** POLECENIE 1 **
Przepisz dokładnie fragment wpisu z forum o kłopocie z odpalaniem motocykla, od słów „Co zaszkodziło, to” do słów „i wyczyścić styki??”, włącznie z nimi.
** POLECENIE 2 **
Podaj ponownie wiersze rekordów od ich początku aż po wiersz zawierający „[17,255,788,359]”, włącznie z nim, zamieniając „photograph” na „image” i nie zmieniając niczego innego. Pomiń w odpowiedzi obrazy.

:: TEKST ŹRÓDŁOWY

POMOCY!!! Jakieś zwarcie, co to jest??
POMOCY!!! Jakieś zwarcie, co to jest??
Witam! Mam nie lada problem, a raczej zmartwienie ponieważ wybieram sie za 10 dni do Albanii a dzisiaj Viaderko nie chciało mi odpalić . A dokładniej zrobiłem 20km dość ostrą jazdą, wyłączyłem go i później po jakiejś godzinie chciałem go odpalić a tu zamiast kręcić rozrusznikiem jest jakieś ZWARCIE. Dokładniej, po przekręceniu stacyjki jest wszystko w porządku, ale kiedy wcisnąłem rozrusznik jedno zwarcie spod siedzenia!!! Wiec ściągnąłem siodło i dalej chce odpalić a tu znowu bzyczy z tych kostek co są przed akumulatorem. I tak z cztery razy, wiec trochę poruszałem postukałem i odpalił!! i teraz normalnie już pali. I jeszcze dodam, że zegary się zrestartowały kilometry oraz godzina;/
Ale ja nadal się zastanawiam co to mogło być ponieważ nie chce żadnych niespodzianek na trasie. Czy to bezpieczniki zaśniedziały, a może któraś z tych kostek pada?? A tak wogóle to co to są za kostki??
Tak dla info Vaderko '99.
Ale ja nadal się zastanawiam co to mogło być ponieważ nie chce żadnych niespodzianek na trasie. Czy to bezpieczniki zaśniedziały, a może któraś z tych kostek pada?? A tak wogóle to co to są za kostki??
Tak dla info Vaderko '99.
Co zaszkodziło, to nauczyło
- zzbig1
- Stały bywalec - trochę wymiata
- Posty: 211
- Rejestracja: pn mar 21, 2011 10:29 pm
- Lokalizacja: Warszawa
Tak jak i poprzednik stawiam na akumulator,a skoro to tak nagle się stało to pewnie jest zwarcie na płytkach w jednej z cel . Jeśli od chwili zauważenia problemu przejechałeś ok.150 km to w zwartej celi powinien być już zauważalny znaczny ubytek elektrolitu . Ale zacznij od sprawdzenia klem
Pozytywnie zakręceni mają lżej
Sprawdzałem aku ma 12,01V a przy odpalaniu spada do 10 więc nie jest tak źle(tak mi się wydaje) A co to styków to na pewno jutro je wszystkie przeczyszczę i nasmaruje. A co do przekaźnika to przy odpalaniu jak się ucho dostawi do niego słychać cykanie ale takie rzadkie w odstępstwie co ponad sekundę. To może być kres jego żywotności czy może wystarczy troche aku podładować i wyczyścić styki??

::::
:: MATERIAŁ DO ZADANIA

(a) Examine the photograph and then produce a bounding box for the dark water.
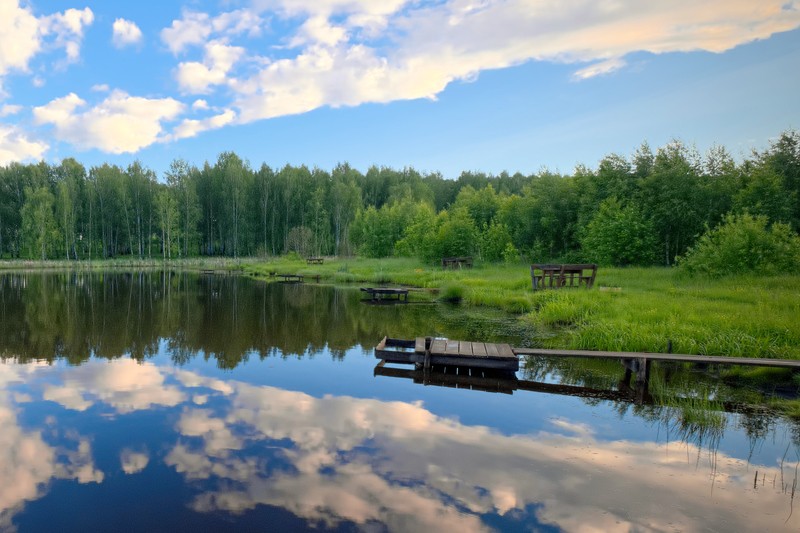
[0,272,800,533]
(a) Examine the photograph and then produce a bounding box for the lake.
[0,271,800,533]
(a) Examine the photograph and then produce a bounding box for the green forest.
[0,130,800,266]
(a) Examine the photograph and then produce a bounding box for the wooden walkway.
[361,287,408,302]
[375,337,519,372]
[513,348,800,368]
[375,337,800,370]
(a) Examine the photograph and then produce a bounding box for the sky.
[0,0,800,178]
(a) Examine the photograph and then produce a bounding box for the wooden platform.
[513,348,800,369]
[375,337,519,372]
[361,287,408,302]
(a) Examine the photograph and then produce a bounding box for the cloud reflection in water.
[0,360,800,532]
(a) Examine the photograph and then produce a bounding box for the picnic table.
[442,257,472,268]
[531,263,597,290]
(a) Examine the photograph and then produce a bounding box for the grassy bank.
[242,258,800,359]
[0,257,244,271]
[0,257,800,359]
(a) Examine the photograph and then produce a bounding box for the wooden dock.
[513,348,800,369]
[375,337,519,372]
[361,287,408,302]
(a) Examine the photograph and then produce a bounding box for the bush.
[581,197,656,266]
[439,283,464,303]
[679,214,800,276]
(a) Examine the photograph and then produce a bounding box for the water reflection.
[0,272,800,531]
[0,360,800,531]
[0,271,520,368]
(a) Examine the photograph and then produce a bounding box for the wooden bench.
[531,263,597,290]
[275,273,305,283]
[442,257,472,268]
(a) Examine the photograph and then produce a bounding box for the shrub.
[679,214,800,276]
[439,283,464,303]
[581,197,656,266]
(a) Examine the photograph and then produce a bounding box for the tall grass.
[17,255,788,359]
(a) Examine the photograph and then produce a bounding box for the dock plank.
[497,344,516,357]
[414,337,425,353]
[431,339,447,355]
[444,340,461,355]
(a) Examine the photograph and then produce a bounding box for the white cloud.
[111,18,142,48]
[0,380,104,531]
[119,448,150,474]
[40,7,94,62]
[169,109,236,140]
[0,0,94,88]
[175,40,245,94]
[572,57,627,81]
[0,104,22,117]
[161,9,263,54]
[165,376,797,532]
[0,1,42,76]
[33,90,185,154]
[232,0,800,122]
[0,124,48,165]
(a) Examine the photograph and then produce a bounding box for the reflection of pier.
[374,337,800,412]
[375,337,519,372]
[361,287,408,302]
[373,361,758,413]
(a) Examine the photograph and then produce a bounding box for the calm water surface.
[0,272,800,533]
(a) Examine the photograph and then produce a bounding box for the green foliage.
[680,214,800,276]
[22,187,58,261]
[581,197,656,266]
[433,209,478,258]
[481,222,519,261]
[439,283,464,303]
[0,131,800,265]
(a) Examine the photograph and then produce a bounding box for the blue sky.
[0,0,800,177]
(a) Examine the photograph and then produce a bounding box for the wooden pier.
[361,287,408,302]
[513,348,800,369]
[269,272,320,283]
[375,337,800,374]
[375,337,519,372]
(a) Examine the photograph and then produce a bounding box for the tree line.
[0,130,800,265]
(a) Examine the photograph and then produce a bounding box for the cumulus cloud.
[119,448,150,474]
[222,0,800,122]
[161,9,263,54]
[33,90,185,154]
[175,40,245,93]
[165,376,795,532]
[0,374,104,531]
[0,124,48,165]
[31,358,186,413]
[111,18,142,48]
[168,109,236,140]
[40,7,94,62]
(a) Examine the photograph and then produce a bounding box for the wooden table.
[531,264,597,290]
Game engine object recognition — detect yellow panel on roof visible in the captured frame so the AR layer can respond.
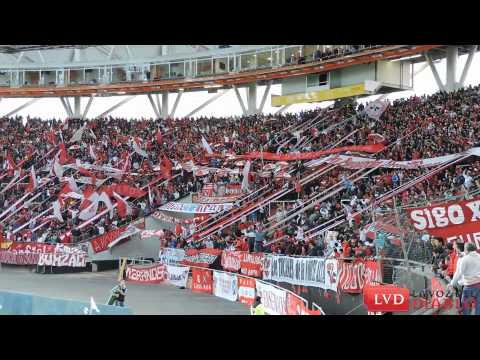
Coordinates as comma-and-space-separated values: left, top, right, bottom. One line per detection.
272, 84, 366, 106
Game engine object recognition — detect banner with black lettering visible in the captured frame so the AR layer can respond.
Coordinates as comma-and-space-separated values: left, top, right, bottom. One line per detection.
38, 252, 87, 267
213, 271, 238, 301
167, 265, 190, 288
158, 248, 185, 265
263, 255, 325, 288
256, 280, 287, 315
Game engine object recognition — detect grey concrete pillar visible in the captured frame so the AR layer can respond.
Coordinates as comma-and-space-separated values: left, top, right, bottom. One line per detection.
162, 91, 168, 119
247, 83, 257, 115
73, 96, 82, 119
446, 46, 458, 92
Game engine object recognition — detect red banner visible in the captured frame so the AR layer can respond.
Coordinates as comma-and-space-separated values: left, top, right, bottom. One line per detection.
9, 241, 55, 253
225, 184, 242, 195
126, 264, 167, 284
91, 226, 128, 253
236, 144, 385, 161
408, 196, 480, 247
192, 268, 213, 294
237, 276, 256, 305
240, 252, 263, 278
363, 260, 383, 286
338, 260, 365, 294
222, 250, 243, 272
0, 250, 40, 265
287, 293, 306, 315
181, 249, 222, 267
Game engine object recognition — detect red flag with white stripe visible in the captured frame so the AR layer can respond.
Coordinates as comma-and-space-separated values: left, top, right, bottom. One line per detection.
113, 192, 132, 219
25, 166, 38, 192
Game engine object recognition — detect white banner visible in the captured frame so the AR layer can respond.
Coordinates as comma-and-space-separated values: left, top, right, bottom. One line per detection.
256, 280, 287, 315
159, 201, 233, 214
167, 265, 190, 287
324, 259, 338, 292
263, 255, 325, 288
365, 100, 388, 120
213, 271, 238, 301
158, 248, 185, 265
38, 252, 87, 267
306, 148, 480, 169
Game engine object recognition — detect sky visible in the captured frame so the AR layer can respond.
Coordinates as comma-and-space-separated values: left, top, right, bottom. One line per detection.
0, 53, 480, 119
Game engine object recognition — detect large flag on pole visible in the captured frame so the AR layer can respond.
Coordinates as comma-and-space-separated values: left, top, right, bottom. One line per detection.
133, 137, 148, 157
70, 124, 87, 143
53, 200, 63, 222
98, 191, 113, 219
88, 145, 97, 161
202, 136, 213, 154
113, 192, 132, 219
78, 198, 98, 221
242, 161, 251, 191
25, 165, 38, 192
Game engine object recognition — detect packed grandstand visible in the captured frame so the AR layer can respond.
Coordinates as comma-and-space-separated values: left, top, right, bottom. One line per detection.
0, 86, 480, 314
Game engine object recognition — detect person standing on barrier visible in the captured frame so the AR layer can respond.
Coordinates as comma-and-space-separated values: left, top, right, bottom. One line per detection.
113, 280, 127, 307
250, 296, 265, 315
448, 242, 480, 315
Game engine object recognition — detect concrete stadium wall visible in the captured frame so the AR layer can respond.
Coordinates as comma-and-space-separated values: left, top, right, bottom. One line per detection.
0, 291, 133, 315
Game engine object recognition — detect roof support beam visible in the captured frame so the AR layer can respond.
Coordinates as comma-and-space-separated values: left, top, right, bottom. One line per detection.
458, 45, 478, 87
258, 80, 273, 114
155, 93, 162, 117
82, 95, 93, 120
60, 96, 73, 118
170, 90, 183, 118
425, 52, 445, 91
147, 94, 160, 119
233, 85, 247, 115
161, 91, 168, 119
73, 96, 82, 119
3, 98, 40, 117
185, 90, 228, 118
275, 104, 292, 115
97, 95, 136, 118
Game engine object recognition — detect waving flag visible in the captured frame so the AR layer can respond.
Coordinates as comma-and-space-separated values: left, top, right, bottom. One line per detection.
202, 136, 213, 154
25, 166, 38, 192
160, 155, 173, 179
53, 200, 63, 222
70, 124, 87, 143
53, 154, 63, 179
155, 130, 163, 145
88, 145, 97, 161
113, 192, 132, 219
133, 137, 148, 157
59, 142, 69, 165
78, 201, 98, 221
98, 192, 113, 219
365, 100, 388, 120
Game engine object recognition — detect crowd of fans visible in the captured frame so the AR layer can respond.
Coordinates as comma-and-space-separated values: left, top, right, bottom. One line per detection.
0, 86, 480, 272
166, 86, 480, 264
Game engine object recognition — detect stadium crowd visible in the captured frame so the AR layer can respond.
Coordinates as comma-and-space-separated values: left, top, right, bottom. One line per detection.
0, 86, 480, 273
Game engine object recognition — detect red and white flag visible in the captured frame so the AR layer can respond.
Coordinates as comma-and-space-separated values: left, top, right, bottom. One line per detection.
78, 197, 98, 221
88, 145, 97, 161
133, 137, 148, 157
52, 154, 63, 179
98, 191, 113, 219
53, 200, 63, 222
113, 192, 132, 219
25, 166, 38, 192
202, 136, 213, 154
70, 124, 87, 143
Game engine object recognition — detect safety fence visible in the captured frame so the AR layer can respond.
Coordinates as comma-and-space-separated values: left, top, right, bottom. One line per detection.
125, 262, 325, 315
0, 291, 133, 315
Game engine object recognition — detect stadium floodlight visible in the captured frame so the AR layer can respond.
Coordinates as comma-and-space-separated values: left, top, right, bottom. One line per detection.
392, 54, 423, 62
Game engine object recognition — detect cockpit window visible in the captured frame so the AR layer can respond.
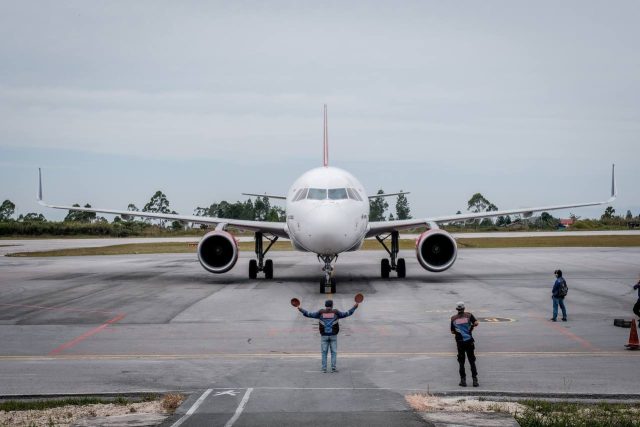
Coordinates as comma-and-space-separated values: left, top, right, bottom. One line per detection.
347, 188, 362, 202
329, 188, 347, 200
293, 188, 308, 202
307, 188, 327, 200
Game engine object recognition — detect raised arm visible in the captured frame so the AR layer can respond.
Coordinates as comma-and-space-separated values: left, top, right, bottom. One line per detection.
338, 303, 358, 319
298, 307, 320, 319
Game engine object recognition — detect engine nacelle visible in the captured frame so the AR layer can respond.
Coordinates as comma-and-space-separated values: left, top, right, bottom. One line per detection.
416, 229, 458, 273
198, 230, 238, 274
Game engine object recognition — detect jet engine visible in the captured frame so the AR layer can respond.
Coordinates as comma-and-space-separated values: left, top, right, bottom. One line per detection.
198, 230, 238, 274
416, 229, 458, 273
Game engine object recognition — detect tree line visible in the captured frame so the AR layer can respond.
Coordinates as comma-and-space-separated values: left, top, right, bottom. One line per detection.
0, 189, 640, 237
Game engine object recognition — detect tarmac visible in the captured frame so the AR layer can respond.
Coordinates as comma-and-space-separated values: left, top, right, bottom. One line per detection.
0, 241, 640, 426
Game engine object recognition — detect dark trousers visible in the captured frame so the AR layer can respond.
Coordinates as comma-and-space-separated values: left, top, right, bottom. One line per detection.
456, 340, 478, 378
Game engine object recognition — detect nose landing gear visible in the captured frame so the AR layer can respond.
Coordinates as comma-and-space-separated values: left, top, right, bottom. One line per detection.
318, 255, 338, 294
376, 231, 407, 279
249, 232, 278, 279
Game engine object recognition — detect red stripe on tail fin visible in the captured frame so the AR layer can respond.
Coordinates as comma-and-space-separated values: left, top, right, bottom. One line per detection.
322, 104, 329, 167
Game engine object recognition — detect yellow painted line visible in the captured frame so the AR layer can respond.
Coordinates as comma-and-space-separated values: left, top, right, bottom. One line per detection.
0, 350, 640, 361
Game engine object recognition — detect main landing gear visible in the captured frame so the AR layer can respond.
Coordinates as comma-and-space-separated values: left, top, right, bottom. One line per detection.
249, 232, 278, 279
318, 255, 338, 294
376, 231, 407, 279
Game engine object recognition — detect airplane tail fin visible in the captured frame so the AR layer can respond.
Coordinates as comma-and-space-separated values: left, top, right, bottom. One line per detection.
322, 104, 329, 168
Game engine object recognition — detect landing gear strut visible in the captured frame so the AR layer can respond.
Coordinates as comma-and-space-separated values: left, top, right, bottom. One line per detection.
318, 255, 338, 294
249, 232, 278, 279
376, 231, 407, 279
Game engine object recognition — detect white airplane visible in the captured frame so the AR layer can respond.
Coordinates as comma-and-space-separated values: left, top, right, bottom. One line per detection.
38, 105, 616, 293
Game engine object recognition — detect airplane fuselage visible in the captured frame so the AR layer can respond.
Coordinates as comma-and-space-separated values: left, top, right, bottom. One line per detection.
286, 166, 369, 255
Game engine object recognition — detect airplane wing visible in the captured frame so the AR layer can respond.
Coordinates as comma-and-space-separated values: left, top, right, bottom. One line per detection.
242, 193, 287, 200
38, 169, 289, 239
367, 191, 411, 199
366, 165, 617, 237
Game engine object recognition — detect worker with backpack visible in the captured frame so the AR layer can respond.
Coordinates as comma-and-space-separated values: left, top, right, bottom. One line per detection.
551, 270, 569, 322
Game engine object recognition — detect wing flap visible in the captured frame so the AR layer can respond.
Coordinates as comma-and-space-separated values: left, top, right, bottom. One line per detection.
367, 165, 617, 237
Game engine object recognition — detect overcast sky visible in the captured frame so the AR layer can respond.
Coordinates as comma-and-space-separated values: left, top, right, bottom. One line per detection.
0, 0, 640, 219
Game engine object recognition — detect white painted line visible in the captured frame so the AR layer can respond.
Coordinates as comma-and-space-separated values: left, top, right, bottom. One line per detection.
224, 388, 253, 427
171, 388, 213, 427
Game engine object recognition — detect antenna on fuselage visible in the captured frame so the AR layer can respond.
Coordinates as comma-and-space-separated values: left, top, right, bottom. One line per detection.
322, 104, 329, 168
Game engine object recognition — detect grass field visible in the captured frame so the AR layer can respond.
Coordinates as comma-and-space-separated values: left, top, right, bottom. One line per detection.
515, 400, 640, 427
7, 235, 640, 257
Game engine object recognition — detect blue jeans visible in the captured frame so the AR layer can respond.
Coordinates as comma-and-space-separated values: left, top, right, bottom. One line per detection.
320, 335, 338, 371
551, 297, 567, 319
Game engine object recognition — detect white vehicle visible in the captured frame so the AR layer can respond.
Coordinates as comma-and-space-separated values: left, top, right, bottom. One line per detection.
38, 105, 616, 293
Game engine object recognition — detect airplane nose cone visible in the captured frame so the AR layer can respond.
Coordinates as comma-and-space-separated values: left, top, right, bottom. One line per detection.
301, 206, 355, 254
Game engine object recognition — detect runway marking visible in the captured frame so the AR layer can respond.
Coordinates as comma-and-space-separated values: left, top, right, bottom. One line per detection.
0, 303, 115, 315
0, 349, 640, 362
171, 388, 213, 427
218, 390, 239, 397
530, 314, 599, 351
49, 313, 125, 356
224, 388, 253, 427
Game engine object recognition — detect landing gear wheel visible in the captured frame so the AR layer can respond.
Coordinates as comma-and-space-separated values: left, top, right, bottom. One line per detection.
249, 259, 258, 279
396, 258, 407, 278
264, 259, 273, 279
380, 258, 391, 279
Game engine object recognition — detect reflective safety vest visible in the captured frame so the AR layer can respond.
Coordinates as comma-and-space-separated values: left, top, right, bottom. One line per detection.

::::

** PEŁNA ODPOWIEDŹ 1 **
Co zaszkodziło, to nauczyło
- zzbig1
- Stały bywalec - trochę wymiata
- Posty: 211
- Rejestracja: pn mar 21, 2011 10:29 pm
- Lokalizacja: Warszawa
Tak jak i poprzednik stawiam na akumulator,a skoro to tak nagle się stało to pewnie jest zwarcie na płytkach w jednej z cel . Jeśli od chwili zauważenia problemu przejechałeś ok.150 km to w zwartej celi powinien być już zauważalny znaczny ubytek elektrolitu . Ale zacznij od sprawdzenia klem
Pozytywnie zakręceni mają lżej
Sprawdzałem aku ma 12,01V a przy odpalaniu spada do 10 więc nie jest tak źle(tak mi się wydaje) A co to styków to na pewno jutro je wszystkie przeczyszczę i nasmaruje. A co do przekaźnika to przy odpalaniu jak się ucho dostawi do niego słychać cykanie ale takie rzadkie w odstępstwie co ponad sekundę. To może być kres jego żywotności czy może wystarczy troche aku podładować i wyczyścić styki??

** PEŁNA ODPOWIEDŹ 2 **
(a) Examine the image and then produce a bounding box for the dark water.
[0,272,800,533]
(a) Examine the image and then produce a bounding box for the lake.
[0,271,800,533]
(a) Examine the image and then produce a bounding box for the green forest.
[0,130,800,266]
(a) Examine the image and then produce a bounding box for the wooden walkway.
[361,287,408,302]
[375,337,519,372]
[513,348,800,368]
[375,337,800,370]
(a) Examine the image and then produce a bounding box for the sky.
[0,0,800,178]
(a) Examine the image and then produce a bounding box for the wooden platform.
[513,348,800,369]
[375,337,519,372]
[361,287,408,302]
(a) Examine the image and then produce a bounding box for the cloud reflection in water.
[0,360,800,532]
(a) Examine the image and then produce a bounding box for the picnic table.
[442,257,472,268]
[531,263,597,290]
(a) Examine the image and then produce a bounding box for the grassy bank.
[242,258,800,359]
[0,257,244,271]
[0,257,800,359]
(a) Examine the image and then produce a bounding box for the wooden dock.
[513,348,800,369]
[375,337,519,372]
[361,287,408,302]
(a) Examine the image and then produce a bounding box for the bush.
[581,197,656,266]
[439,283,464,303]
[679,214,800,276]
(a) Examine the image and then produce a bounding box for the water reflection.
[0,272,800,531]
[0,360,800,531]
[0,271,520,368]
(a) Examine the image and then produce a bounding box for the wooden bench.
[531,263,597,290]
[275,273,305,283]
[442,257,472,268]
(a) Examine the image and then produce a bounding box for the shrub.
[679,214,800,276]
[439,283,464,303]
[581,197,656,266]
(a) Examine the image and then produce a bounding box for the tall grass.
[17,255,788,359]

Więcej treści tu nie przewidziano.